PROVIDED TEXT —
== Segment start ==
Sénanque Abbey was the first Cistercian monastery founded in Provence in 1148. The church was finished in 1178. A small community of monks still lives in the Abbey. The lavender fields around the Abbey make it one of the most photographed spots in Provence.

Thoronet Abbey, in a remote valley near Draguignan, in the Var department, was founded in 1160. The cloister is among the oldest Cistercian cloisters still existing. Le Corbusier visited the monastery in 1953 and imitated the play of light and shadow in his priory of Sainte Marie de La Tourette, near Lyon. It also influenced the modern monastery by John Pawson at Nový Dvůr Monastery, in the Czech Republic. Thoronet Abbey is now a museum open to visitors.

Silvacane Abbey was founded in 1175, the third of the Cistercian monasteries known as the Three Sisters of Provence. It is located by the Durance River at La Roque-d'Anthéron, between Avignon and Aix-en-Provence. It is open to the public, and is the only one of the three that no longer serves a religious purpose. It hosts prestigious piano and vocal music festivals.
== Segment end ==
EXERCISE DIRECTIONS — Please continue the passage above on the Cistercian abbeys of Provence, starting after its final sentence about the piano and vocal music festivals.

SUPPLIED RECORDS —
== Segment start ==
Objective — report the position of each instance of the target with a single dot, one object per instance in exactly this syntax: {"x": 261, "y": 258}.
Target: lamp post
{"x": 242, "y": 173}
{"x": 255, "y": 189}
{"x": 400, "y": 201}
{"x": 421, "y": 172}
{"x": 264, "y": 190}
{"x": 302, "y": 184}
== Segment end ==
OUTPUT —
The Church of St. Trophime (Trophimus) is a Roman Catholic church and former cathedral built between the 12th century and the 15th century in the city of Arles, in the Bouches-du-Rhône department. The sculptures over the portal, particularly the Last Judgment, and the columns in the adjacent cloister, are considered some of the finest examples of Romanesque sculpture. The church was built upon the site of the 5th century basilica of Arles, named for Saint Stephen. In the 15th century a Gothic choir was added to the Romanesque nave.

Aix Cathedral (Cathédrale Saint-Sauveur d'Aix) in Aix-en-Provence shows the transition from Romanesque to Gothic architecture. It is built on the site of the 1st century Roman forum of Aix, and was re-built from the 12th until the 19th century; it includes Romanesque, Gothic and Neo-Gothic elements, as well as Roman columns and parts of the baptistery from a 6th-century Christian church.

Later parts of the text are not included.